**STATED TASK 1**. Report, copied in full, each line of the entries below that contains the string 'single'.
##### TEXT PASSAGE #####
Other People's Business

By Bob Andelman

 

(Written in Oct. 1991 for the American Bar Association Journal;

not sure if it was ever published there)

If any one factor is bound to cripple and break up law firms in the 1990s, it may be the singular lack of business know-how and finesse possessed by the managing partners.

Mergers, buy-outs. marketing and technology are pushing the commercial practice of law screaming and clawing into a new era, and lawyers had better be prepared for more rapid change than ever before. The very nature of practicing law is buffeting about in a vortex of instability; where it stops nobody knows.

Richard O. Jacobs, 60, a partner in the St. Petersburg, Florida firm of Riden, Earle & Kiefner, sees lawyers as emerging casualties on two business fronts: their day-to-day legal practice and in the companies of clients in which they invest or take an active part.

Business failure - both through case histories and his own personal experience - is a subject in which Jacobs is a reluctant, self-taught expert. His opinions and advice are gathered in Crash Landing (Glenbridge Publishing Ltd., $24.95), a combination memoir and gut-check for attorneys dabbling in business. While Jacobs' name may not be instantly recognized on the national scene, his notions on the future of the law firm and preventing the collapse of troubled firms will strike home for lawyers across a broad spectrum of specialization and experience.
##### GIVEN DATA #####
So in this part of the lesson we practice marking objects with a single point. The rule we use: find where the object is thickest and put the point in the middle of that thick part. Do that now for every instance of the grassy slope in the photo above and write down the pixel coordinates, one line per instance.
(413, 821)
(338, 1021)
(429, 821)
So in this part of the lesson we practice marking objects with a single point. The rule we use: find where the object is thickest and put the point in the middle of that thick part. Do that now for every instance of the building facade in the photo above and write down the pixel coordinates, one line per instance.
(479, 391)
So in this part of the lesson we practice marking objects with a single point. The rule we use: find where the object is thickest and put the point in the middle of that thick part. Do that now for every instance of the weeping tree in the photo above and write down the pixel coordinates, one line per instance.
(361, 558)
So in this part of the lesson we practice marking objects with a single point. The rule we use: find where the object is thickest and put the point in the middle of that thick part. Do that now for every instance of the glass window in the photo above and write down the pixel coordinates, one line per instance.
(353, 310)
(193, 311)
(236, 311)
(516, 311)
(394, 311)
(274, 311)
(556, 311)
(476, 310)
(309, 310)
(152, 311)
#####
**STATED TASK 2**. According to the passage on law firm business, which forces are pushing the commercial practice of law into a new era? List them all.

**CORRECT OUTPUT 1**.
So in this part of the lesson we practice marking objects with a single point. The rule we use: find where the object is thickest and put the point in the middle of that thick part. Do that now for every instance of the grassy slope in the photo above and write down the pixel coordinates, one line per instance.
So in this part of the lesson we practice marking objects with a single point. The rule we use: find where the object is thickest and put the point in the middle of that thick part. Do that now for every instance of the building facade in the photo above and write down the pixel coordinates, one line per instance.
So in this part of the lesson we practice marking objects with a single point. The rule we use: find where the object is thickest and put the point in the middle of that thick part. Do that now for every instance of the weeping tree in the photo above and write down the pixel coordinates, one line per instance.
So in this part of the lesson we practice marking objects with a single point. The rule we use: find where the object is thickest and put the point in the middle of that thick part. Do that now for every instance of the glass window in the photo above and write down the pixel coordinates, one line per instance.

**CORRECT OUTPUT 2**.
Mergers
Buy-outs
Marketing
Technology